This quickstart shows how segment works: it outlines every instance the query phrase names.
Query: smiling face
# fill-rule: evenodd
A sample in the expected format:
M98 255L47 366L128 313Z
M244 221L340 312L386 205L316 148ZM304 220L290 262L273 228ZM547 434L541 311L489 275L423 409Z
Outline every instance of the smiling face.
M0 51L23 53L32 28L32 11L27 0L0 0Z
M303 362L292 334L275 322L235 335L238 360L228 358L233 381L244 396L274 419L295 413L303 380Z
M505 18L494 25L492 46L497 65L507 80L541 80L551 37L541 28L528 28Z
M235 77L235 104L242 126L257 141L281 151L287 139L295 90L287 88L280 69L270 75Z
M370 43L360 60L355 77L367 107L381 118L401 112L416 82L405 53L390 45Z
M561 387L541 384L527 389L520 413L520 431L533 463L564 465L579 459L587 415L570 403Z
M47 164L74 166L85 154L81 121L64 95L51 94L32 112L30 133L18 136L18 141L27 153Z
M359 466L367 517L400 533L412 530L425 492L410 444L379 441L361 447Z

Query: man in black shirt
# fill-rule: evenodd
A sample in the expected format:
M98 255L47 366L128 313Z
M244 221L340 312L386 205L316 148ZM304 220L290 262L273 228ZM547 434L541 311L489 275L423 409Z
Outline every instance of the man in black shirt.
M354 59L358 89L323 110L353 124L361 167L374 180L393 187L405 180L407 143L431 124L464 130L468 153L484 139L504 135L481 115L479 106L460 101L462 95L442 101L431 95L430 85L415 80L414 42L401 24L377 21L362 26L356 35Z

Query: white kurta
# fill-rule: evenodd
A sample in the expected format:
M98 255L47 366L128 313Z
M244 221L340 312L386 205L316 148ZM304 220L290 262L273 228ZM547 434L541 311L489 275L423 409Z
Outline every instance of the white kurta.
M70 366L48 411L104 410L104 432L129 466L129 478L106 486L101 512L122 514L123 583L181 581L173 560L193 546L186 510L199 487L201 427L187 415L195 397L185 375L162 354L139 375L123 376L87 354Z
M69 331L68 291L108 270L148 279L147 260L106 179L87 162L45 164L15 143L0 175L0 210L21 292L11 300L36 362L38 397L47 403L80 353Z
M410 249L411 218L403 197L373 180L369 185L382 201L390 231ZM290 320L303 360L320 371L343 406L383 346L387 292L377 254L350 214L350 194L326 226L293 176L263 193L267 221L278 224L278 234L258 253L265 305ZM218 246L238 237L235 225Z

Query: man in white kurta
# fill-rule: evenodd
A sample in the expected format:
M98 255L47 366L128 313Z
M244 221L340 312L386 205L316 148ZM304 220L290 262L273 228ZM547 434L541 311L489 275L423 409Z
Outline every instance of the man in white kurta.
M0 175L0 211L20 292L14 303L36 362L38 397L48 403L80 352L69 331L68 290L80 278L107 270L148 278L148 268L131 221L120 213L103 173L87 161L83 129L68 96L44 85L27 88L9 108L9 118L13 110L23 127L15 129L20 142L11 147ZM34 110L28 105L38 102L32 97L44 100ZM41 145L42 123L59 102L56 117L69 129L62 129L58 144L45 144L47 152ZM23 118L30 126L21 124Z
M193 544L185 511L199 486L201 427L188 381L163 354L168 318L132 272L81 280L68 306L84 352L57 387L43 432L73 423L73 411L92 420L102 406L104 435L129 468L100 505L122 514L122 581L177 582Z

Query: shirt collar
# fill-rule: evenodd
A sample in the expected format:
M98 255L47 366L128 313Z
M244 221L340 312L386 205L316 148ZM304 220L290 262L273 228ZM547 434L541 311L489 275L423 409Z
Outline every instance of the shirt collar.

• [GIVEN REQUEST] Return each line of the items above that contains the word "face".

• [IN RESPONSE]
Query: smiling face
Outline every instance of the smiling face.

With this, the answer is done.